─── PAGE EXTRACT ───
On the evening of April 20, 2015, a National Zoo police car arrived at Dulles Airport to meet Caitlin Burrell and the container of frozen giant panda sperm she had carried with her from China. Burrell is a research scientist at the Smithsonian Conservation Biology Institute (SCBI), and her journey has just opened a new window of opportunity for diversity among panda breeding programs.
“Getting the sperm here was a huge endeavor,” says SCBI veterinarian Copper Aitken-Palmer. “It sets a nice precedent, because it really has never happened here in the United States before. It opens up a lot of possibilities.”
The team had to jump through a tangle of administrative hurdles to make it happen, however, including obtaining permits from the U.S. Fish and Wildlife Service, the U.S. Department of Agriculture, the Convention on International Trade in Endangered Species (CITES), and the Chinese Government. Not only that, but to make the trans-oceanic journey with a carry-on container of frozen sperm, the team needed approval from the airline, and to by-pass security’s X-ray machines which could have damaged the sperm’s DNA, they needed special permission from TSA.
Throughout the journey, which spanned more than 20 hours and 7,000 miles, the cooler of liquid nitrogen needed to remain upright, because tilting it on its side could have compromised the temperature, which had to be maintained at -196 degrees Celsius.
─── DATASET ENTRIES ───
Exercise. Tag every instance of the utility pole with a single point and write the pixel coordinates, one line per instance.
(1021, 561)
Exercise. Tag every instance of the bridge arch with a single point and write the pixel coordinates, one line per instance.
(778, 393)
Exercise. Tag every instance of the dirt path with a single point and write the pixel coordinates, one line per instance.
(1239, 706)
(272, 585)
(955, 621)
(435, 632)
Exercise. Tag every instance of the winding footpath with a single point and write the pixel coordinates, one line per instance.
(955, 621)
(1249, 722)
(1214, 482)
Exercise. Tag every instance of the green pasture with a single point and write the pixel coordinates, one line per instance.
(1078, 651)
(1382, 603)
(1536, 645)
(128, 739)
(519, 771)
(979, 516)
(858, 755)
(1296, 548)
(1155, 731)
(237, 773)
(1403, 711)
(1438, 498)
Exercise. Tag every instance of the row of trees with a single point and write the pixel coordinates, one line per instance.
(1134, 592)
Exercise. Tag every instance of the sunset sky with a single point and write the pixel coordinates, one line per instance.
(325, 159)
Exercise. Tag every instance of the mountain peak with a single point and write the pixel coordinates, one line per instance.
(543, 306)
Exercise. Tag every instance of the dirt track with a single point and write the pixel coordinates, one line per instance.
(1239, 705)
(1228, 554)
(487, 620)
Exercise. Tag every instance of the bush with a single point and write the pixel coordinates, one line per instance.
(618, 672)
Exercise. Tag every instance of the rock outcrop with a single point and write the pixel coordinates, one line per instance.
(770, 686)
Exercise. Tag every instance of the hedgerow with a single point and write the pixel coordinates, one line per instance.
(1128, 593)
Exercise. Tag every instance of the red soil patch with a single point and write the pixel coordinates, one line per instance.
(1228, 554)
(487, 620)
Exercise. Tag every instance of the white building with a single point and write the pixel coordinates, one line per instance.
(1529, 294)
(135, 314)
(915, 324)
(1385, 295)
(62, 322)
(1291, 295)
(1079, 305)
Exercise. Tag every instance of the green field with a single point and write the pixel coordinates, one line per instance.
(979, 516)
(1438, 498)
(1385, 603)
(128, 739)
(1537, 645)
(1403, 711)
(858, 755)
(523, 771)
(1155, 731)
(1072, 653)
───
* **TASK DETAILS**: Resume the article on bringing frozen giant panda sperm from China to the United States, picking up right after its last sentence.

* **ANSWER TO THIS TASK**:
The sperm, taken from a nine-year old panda named Hui Hui will be used to impregnate the Zoo’s 16-year-old female panda Mei Xiang. It’s more than just an exercise in cross-cultural panda relations. Panda breeding experts wanted Hui Hui’s sperm in particular because his lineage is not well represented in the captive panda population.
“What we’re trying to do is make sure that the gene pool of the captive population stays as diverse and as healthy as possible,” says Jon Ballou, a conservation geneticist at SCBI. There are just 397 giant pandas in captivity, and scientists would like to raise that number to 500. As matchmakers to the world’s giant panda programs, Ballou and a colleague from the International Union for the Conservation of Nature analyze the global database every year to determine which males should be mated to which females.
“We call it the stud book,” Ballou says. “The most genetically valuable ones will be the ones that haven’t done very much breeding before. They’re closely related to, or they are, animals that have come out of the wild, and they’re unrelated to the females we want to breed them with.”
Hui Hui, stud number 609, has not yet reproduced. His father came from the wild, and his mother was just one generation removed from the wild. He was a good match for the Zoo’s Mei Xiang.
“Mei Xiang is pretty important for the giant panda population,” says Aitken-Palmer, “because there’s not a lot of offspring from her lineage.” Although she has already borne two cubs with the National Zoo’s Tian Tian, his lineage is not as valuable. “His father was really good at natural mating before we had artificial insemination figured out,” she adds. “We kind of joke that he’s everybody’s daddy, and because of that Tian Tian’s lineage is pretty well represented.”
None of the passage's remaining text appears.